* [Excerpt to read]:
As the noble Lord, Lord Cromwell, said, we tried to spell this out a little better in the letter that we sent round. It explained that EDPs will provide new opportunities for the private sector, habitat banks, farmers, local authorities and environmental groups to supply nature services. Of course, local solutions are an important part of this, but I am happy to write to the noble Lord regarding processes. As part of the wider measures to support the NRF, the Government will issue guidance to natural England specifically on this point.

The noble Lord also asked about the percentage of the levy that would go to conservation measures and how much would be spent on other things. We cannot be specific on that because clearly it will depend on the nature and size of the EDP and the measures that are going to be agreed. Admin will be able to be claimed for, but the overall focus is delivering the conservation measures—that is what we want the money to be spent on. There will be charging schedules which will provide more information.

The problem with enforcing the binary choice in the amendments is that it would reduce the role for private solutions as part of the implementation of Part 3 of the Bill. My The noble Lord—I think I will call him my noble friend—Lord Inglewood rightly said that we need choices in order to have the best outcomes for nature.

On Amendments 318B and 320B, in the name of the noble Lord, Lord Cromwell, Natural England will work with private providers and landowners to deliver conservation measures. We recognise the vital role these providers will play in making the NRF a success. Restricting Natural England’s ability to deliver conservation measures itself in the way proposed would risk EDPs being unable to deliver value for money for developers where the only available and willing providers are prohibitively expensive.

We are shortly going to be discussing compulsory purchase, so I will say here that we expect Natural England to consider compulsory purchase only where attempts to acquire land by agreement have failed, and that use of Natural England’s compulsory purchase power must be authorised by the Secretary of State. I trust the noble Lord will be content not to press his amendments.

I turn to Amendment 318ZA, in the name of the noble Lord, Lord Roborough. I understand the desire for clarity on the opportunities for farmers and others to be involved in the delivery of conservation measures. As mentioned earlier, this model relies on close working with private partners and landowners, and we will publish guidance to support this. However, we are aware that local landowners know their land better than anybody else.

On Amendment 325ZA, tabled by the noble Lord, Lord Cromwell, I will be very brief. I reassure the noble Lord that this amendment is unnecessary because, where the land is available to Natural England at market value, it will already be able to pursue the compulsory purchase order as there is a long-standing requirement that compulsory purchase orders can be used only where reasonable efforts to negotiate the purchase of land by agreement have failed.

Finally, regarding the noble Lord’s questions around SFIs, to confirm, we are looking to launch a reformed scheme next year. As I know more details, I will keep the noble Lord in touch with that. With those explanations, I kindly ask noble Lords not to press their amendments.

--- Later in debate ---
Lord Roborough Portrait Lord Roborough (Con)
- Hansard - - - Excerpts

My Lords, I rise to move my Amendment 292 and speak to Amendments 298 and 324 my name. I will leave my comments on other amendments in the group to the time I have available at the end. However, I see merit in those amendments and hope that the noble Baroness, the Minister, listens to those contributions. I apologise if I inadvertently misspoke when I interrupted the Minister at the end of the previous group.

(Labeling and segmentation records)
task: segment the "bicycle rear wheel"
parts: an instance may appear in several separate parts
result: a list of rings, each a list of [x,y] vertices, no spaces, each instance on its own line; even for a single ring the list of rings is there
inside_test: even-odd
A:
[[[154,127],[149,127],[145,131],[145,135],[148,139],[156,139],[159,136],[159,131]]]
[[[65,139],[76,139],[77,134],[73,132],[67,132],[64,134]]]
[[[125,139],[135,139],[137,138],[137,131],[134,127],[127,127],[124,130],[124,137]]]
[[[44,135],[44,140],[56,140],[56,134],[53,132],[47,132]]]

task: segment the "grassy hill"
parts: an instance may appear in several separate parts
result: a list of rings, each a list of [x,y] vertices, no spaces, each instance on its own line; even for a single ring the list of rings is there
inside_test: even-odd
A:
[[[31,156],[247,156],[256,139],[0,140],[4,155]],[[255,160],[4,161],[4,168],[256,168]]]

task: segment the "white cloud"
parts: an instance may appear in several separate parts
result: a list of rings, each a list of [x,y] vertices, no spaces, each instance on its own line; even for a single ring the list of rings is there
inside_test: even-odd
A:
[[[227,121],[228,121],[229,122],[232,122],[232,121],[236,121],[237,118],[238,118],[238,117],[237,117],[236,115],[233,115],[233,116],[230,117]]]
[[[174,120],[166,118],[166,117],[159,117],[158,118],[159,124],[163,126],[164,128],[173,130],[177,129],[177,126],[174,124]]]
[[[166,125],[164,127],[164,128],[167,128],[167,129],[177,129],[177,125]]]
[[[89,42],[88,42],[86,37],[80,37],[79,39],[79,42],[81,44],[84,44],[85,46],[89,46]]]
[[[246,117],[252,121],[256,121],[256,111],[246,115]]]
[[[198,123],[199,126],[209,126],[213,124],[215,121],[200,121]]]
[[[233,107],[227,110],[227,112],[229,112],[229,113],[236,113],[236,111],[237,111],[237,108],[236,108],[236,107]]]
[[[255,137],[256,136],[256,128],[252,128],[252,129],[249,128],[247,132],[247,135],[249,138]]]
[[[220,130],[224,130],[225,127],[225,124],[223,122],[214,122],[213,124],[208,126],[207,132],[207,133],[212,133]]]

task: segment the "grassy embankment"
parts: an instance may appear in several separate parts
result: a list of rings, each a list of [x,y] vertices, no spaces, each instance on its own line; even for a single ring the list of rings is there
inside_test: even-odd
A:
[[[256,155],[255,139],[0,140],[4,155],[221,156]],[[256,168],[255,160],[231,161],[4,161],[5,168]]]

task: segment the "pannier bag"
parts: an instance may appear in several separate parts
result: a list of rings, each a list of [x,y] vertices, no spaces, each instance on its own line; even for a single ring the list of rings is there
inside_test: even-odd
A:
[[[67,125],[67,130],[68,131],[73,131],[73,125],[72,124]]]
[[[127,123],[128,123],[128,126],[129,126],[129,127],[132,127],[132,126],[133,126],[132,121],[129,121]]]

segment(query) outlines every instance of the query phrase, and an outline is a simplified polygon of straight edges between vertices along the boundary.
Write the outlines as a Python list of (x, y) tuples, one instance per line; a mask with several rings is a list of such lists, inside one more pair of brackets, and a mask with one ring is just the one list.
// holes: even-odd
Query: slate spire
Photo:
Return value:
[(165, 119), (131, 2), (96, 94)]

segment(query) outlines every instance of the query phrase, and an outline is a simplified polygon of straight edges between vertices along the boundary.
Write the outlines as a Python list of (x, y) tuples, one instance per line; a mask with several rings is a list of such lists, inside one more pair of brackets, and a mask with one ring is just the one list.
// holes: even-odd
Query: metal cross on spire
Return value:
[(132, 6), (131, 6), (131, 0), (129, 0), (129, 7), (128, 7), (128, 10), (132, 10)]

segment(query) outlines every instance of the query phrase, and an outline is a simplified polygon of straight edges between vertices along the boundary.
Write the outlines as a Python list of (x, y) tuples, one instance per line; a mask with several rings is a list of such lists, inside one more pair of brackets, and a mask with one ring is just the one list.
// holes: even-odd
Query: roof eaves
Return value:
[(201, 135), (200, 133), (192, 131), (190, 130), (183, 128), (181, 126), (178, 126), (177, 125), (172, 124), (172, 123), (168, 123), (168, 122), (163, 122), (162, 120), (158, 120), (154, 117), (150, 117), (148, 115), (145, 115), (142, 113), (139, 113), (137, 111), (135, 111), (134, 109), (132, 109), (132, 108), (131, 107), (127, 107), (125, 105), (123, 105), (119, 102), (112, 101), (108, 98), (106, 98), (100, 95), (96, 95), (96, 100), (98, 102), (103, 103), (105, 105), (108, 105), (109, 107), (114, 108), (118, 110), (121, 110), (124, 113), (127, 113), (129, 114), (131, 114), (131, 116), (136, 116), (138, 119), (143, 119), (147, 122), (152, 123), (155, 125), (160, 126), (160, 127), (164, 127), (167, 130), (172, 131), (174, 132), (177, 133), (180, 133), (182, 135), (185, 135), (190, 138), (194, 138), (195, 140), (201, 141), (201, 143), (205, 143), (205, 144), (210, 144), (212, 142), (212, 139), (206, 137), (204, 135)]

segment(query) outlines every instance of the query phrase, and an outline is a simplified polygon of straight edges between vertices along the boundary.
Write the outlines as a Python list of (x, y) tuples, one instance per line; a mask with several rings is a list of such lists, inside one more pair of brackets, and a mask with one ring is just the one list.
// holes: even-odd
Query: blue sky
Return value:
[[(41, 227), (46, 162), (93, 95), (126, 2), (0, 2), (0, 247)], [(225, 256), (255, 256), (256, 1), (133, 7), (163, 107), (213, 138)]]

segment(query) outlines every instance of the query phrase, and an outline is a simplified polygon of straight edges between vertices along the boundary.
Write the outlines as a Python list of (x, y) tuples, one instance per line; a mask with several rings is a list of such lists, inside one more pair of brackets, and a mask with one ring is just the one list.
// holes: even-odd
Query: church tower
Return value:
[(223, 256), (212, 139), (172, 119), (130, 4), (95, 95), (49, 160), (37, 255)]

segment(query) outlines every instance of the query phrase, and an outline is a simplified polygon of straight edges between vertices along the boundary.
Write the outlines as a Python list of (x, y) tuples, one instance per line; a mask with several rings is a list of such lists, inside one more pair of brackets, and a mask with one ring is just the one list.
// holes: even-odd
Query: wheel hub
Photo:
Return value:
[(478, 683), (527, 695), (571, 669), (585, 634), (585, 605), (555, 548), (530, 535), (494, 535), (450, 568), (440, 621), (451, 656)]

* [Requirement A]:
According to the debate excerpt, who must authorise Natural England's use of its compulsory purchase power?
* [Requirement B]:
Count the lines of the entries that contain the string "grassy", treating uppercase and lowercase as different, and give only the number.
The debate excerpt and the entries come from unrelated sources.

* [Full output A]:
The Secretary of State.

* [Full output B]:
2